Report every line in the records below that contains the word "logo".

>> begin Dataset extract

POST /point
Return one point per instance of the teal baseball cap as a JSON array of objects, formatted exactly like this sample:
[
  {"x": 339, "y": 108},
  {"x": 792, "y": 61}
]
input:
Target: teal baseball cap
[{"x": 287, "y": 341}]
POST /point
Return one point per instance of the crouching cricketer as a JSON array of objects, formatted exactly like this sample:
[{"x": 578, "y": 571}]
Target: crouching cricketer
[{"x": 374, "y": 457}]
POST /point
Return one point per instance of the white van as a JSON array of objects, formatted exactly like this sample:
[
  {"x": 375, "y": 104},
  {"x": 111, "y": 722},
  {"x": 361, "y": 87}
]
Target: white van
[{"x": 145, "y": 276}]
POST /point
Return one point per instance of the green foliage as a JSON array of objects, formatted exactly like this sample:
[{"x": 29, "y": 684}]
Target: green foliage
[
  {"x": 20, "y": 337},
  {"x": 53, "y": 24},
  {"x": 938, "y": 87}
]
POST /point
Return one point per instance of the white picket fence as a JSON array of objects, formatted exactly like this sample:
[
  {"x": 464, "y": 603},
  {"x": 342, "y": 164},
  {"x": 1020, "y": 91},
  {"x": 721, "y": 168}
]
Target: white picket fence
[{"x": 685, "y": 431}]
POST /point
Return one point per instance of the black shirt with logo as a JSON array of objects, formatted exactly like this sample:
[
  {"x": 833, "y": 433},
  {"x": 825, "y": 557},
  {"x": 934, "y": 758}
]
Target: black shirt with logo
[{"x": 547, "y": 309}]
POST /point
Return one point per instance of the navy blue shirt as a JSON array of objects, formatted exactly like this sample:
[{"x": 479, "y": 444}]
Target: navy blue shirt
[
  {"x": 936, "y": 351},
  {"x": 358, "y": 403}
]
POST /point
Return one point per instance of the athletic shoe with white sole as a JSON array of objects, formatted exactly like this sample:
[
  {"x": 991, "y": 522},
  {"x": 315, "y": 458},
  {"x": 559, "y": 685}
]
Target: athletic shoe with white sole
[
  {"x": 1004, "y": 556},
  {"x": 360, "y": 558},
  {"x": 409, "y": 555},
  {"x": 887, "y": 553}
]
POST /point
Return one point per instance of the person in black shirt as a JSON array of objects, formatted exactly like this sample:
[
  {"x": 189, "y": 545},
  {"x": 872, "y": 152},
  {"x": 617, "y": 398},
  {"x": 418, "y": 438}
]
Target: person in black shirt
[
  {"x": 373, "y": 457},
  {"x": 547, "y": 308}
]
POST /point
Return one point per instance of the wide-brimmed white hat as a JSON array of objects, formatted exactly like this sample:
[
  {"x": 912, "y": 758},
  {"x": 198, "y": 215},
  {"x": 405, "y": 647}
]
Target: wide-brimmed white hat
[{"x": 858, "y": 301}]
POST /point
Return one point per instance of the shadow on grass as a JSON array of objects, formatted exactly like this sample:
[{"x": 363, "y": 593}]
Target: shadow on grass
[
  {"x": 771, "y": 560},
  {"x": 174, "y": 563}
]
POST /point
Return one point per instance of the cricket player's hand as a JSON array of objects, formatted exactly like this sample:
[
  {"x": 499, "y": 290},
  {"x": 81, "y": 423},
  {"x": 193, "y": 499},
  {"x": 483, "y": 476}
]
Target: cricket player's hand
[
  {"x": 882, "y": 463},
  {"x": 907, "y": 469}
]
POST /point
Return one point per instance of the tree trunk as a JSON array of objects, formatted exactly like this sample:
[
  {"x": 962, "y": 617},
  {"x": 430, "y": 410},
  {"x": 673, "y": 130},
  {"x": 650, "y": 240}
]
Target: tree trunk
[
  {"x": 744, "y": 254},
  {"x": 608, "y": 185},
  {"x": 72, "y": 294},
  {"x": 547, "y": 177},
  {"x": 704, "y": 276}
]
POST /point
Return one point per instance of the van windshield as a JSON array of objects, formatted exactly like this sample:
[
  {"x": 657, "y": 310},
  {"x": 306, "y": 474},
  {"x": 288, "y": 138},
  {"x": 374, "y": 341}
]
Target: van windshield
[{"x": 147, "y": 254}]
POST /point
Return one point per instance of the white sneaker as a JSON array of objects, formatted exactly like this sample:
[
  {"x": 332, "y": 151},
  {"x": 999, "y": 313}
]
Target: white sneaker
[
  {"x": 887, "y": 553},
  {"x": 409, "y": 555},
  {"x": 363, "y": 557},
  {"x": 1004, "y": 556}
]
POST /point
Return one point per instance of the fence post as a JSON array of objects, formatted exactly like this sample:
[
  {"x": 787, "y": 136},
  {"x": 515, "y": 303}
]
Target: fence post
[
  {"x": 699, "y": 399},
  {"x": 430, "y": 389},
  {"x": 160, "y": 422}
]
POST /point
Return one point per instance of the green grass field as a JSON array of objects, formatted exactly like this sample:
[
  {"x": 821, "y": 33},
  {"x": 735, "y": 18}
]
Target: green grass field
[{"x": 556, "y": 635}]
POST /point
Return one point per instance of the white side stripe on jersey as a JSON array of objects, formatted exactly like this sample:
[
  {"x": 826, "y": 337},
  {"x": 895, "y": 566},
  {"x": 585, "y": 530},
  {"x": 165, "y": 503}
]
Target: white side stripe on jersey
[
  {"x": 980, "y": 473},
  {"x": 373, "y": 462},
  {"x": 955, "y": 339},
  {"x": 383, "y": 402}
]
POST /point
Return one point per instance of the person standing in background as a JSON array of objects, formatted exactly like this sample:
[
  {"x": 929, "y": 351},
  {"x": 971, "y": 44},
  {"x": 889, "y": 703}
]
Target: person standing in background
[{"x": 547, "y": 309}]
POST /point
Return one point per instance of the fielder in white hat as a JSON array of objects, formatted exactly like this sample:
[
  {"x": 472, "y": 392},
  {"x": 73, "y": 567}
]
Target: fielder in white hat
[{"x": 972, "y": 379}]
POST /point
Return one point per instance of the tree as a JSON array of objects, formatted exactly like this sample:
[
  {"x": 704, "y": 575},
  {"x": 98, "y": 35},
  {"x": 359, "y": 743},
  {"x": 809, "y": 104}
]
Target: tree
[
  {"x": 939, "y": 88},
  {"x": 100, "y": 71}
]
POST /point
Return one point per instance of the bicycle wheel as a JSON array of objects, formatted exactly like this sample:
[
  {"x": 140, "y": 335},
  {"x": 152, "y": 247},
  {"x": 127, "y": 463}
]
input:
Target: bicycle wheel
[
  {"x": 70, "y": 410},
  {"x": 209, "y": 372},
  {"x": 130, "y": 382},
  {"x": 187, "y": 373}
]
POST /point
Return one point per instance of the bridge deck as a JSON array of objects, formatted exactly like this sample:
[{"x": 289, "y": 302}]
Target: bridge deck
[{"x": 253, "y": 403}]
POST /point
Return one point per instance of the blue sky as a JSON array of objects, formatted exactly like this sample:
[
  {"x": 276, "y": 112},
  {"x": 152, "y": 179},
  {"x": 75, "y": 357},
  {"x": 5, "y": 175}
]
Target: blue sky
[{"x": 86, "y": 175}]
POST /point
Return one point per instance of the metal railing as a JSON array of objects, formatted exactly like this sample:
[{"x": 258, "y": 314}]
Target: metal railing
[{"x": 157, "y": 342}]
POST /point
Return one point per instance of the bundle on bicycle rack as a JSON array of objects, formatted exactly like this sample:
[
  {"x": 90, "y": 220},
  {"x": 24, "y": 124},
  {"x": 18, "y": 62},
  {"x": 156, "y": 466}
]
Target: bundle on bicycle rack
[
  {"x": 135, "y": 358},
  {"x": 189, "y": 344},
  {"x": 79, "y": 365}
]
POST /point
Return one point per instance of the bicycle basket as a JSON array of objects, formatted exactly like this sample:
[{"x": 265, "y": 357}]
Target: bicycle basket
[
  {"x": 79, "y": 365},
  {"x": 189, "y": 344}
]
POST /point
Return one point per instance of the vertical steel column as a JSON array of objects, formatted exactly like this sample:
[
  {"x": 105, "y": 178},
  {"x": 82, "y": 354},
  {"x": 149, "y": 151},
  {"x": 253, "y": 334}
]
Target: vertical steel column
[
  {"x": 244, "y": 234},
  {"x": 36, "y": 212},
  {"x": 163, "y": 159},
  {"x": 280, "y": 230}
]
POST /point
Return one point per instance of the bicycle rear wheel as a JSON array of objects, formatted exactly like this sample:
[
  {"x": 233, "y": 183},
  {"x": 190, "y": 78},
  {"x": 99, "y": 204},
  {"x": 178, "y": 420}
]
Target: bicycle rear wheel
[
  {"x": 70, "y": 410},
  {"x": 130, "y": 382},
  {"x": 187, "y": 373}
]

>> end Dataset extract

• **Task result**:
Return one point per instance of the black shirt with logo as a JSON array of objects, formatted exactly like this sample:
Target: black shirt with logo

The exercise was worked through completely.